- REQUIREMENT:
Using the material that follows, identify and copy each line with the string "below".

# # #

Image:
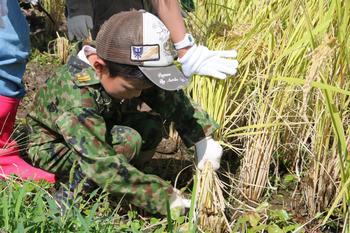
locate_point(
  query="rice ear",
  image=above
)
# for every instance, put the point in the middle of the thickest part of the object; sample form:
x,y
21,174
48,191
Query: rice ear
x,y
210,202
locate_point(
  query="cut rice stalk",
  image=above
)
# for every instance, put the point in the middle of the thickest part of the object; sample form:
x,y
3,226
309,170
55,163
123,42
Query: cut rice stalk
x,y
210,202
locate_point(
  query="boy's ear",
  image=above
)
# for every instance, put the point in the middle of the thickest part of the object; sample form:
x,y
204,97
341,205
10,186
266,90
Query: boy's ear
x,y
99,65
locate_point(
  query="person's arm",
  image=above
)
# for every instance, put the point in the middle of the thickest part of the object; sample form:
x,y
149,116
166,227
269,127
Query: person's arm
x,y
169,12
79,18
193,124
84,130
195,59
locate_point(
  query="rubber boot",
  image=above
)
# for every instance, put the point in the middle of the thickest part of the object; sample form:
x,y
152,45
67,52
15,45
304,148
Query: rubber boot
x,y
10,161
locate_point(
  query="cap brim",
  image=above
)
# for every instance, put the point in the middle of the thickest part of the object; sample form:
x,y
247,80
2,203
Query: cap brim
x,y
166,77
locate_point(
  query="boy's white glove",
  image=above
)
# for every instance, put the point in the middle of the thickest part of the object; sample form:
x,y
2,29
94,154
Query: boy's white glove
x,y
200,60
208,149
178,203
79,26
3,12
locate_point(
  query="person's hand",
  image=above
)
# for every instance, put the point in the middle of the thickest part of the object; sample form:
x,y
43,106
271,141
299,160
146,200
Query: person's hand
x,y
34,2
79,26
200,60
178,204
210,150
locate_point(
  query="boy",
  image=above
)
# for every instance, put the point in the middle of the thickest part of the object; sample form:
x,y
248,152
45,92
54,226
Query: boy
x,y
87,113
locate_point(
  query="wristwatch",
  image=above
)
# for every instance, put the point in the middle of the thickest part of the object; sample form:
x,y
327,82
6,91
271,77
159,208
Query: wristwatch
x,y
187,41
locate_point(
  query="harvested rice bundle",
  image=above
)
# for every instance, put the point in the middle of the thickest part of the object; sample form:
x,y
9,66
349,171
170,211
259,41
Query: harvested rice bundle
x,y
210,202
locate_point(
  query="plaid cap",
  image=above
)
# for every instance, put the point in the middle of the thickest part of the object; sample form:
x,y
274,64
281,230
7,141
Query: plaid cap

# # #

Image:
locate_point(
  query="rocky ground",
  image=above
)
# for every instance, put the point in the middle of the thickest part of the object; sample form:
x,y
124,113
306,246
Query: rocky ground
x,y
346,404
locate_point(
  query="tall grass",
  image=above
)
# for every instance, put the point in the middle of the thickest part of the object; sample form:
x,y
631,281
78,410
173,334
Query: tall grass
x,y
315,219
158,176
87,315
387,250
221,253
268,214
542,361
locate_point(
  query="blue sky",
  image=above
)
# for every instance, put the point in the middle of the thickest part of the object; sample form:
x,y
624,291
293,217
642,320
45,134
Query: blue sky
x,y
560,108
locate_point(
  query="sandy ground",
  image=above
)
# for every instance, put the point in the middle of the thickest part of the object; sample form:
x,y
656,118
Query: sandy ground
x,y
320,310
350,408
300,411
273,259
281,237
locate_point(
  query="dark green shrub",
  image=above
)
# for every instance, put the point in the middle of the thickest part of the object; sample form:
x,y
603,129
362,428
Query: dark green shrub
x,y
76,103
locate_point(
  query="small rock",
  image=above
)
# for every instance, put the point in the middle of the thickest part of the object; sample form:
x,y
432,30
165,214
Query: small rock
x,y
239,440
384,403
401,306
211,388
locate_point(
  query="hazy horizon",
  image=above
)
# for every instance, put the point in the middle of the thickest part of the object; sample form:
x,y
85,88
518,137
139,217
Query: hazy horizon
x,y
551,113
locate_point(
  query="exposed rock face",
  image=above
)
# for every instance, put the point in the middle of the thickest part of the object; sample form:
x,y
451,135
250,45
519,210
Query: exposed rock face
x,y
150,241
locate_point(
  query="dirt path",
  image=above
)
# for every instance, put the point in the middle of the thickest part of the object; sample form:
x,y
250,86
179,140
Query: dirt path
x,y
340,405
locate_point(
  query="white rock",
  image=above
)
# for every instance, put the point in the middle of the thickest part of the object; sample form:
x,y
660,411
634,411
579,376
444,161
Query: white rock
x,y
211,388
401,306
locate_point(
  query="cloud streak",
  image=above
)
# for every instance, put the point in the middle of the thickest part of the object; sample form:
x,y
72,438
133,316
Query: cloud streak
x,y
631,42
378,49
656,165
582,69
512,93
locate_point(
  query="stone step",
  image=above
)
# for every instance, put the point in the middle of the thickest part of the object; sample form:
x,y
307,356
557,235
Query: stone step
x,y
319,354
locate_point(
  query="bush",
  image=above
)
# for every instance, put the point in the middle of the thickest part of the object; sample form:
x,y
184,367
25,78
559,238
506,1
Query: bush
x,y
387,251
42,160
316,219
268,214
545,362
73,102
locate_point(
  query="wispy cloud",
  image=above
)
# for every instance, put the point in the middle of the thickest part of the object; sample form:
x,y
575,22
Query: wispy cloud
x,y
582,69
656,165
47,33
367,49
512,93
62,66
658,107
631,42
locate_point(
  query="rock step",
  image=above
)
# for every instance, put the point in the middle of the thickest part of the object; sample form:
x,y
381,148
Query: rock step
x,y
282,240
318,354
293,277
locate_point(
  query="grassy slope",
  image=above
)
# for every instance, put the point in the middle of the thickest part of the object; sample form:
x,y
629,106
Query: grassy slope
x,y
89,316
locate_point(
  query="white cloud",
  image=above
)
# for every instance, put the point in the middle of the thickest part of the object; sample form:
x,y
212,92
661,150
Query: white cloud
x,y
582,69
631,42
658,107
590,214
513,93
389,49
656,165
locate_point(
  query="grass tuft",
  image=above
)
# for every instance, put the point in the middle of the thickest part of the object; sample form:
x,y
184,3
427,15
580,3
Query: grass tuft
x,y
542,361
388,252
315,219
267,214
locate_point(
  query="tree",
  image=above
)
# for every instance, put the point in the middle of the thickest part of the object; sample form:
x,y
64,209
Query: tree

# # #

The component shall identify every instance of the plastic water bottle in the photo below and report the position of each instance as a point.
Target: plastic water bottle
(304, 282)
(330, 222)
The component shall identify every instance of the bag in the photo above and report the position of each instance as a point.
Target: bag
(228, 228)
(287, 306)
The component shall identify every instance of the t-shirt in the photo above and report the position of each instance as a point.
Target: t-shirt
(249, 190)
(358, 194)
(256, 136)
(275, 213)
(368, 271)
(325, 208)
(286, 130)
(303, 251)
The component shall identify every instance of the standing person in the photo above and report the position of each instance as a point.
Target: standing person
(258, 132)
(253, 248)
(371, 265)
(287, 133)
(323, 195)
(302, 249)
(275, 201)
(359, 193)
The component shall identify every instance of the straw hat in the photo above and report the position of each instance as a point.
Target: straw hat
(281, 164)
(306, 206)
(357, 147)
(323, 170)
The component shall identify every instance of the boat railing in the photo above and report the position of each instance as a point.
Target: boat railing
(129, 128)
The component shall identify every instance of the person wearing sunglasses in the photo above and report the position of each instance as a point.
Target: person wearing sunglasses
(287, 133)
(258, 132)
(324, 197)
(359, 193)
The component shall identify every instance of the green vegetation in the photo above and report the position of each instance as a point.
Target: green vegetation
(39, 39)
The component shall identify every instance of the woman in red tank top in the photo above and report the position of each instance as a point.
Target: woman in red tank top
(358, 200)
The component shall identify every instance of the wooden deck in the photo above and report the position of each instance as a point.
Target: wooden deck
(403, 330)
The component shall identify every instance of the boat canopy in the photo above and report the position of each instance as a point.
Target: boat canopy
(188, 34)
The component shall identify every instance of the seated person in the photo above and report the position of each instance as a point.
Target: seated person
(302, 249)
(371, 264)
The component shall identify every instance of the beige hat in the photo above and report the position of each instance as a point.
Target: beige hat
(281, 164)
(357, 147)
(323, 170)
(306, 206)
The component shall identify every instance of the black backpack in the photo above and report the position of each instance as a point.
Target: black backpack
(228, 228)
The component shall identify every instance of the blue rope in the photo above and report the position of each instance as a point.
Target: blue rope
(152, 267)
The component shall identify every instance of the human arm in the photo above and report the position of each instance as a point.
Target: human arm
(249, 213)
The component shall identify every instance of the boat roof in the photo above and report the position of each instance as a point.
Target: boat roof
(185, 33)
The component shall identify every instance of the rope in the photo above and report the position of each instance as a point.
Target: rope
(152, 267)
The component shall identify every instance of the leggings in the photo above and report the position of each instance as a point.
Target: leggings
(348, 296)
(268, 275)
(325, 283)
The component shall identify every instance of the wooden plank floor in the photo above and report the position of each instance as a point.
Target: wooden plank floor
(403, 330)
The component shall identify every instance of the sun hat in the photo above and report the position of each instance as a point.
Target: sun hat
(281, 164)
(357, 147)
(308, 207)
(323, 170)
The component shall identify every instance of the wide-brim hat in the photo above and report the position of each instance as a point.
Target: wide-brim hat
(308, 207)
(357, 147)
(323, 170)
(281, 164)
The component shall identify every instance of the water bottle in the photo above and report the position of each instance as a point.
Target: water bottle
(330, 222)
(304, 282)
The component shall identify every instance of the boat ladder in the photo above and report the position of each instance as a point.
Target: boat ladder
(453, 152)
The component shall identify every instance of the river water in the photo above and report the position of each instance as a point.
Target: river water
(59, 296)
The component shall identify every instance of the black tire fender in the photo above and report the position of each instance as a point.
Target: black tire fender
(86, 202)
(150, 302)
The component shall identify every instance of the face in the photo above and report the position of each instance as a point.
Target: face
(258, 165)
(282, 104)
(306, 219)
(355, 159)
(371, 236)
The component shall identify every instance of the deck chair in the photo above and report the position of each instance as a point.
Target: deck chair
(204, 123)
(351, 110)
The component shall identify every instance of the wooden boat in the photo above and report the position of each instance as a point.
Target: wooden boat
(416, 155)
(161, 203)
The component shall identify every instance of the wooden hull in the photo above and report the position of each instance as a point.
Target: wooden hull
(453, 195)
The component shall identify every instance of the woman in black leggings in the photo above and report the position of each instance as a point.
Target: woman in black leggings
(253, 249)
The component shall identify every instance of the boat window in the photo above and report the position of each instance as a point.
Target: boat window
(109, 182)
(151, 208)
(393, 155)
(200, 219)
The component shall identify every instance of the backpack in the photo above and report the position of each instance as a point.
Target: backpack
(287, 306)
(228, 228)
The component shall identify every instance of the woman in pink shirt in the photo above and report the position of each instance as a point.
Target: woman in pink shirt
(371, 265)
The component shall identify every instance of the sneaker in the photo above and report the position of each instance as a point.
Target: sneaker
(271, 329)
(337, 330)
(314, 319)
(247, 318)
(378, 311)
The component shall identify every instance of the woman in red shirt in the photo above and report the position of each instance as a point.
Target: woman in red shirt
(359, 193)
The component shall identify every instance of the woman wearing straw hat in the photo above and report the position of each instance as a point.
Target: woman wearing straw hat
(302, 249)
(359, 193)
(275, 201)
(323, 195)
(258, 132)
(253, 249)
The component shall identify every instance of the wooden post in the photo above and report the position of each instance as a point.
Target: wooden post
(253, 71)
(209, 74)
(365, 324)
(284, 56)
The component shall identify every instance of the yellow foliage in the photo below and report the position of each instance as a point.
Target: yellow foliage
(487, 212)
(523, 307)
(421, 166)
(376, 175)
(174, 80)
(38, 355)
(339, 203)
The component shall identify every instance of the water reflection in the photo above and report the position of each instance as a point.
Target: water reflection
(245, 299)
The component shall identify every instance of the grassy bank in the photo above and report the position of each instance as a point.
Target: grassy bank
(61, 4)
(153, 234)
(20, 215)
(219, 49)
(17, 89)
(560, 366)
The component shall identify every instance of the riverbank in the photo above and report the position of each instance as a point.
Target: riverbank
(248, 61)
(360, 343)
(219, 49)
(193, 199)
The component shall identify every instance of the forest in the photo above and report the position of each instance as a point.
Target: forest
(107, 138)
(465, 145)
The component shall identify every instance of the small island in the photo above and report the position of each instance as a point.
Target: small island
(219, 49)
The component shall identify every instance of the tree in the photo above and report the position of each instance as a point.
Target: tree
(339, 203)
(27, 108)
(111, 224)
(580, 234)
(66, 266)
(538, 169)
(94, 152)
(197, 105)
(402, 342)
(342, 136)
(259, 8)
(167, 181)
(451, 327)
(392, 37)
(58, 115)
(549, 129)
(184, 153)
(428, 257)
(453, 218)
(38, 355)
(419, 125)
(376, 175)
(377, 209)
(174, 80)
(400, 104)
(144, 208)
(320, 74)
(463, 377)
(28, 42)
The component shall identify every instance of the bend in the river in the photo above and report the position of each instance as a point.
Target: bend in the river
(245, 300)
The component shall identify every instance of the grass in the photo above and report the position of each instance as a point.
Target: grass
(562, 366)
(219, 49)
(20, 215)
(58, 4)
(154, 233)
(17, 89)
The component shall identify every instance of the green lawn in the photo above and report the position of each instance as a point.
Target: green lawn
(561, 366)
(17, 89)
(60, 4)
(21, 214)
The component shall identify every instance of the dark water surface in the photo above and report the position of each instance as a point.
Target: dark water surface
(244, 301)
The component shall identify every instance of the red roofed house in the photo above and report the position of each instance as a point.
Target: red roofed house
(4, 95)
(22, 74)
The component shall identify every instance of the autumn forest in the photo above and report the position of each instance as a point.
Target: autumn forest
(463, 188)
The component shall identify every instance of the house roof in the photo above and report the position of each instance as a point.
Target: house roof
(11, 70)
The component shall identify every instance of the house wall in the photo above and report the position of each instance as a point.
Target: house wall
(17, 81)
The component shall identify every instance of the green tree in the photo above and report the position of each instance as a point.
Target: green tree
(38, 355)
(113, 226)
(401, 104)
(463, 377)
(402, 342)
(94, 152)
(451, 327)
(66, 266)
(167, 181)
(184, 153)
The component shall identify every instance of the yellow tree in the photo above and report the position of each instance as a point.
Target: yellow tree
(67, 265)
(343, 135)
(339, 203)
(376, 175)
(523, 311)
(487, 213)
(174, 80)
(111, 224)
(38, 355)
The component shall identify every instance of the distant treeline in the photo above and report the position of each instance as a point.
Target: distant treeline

# # #

- WRITTEN RESPONSE:
The component shall identify every instance of the plastic water bottle in the photo below and report the position of each instance as a point.
The component shall identify every instance of the yellow foliage in the photo below and report the position of each instance as a point.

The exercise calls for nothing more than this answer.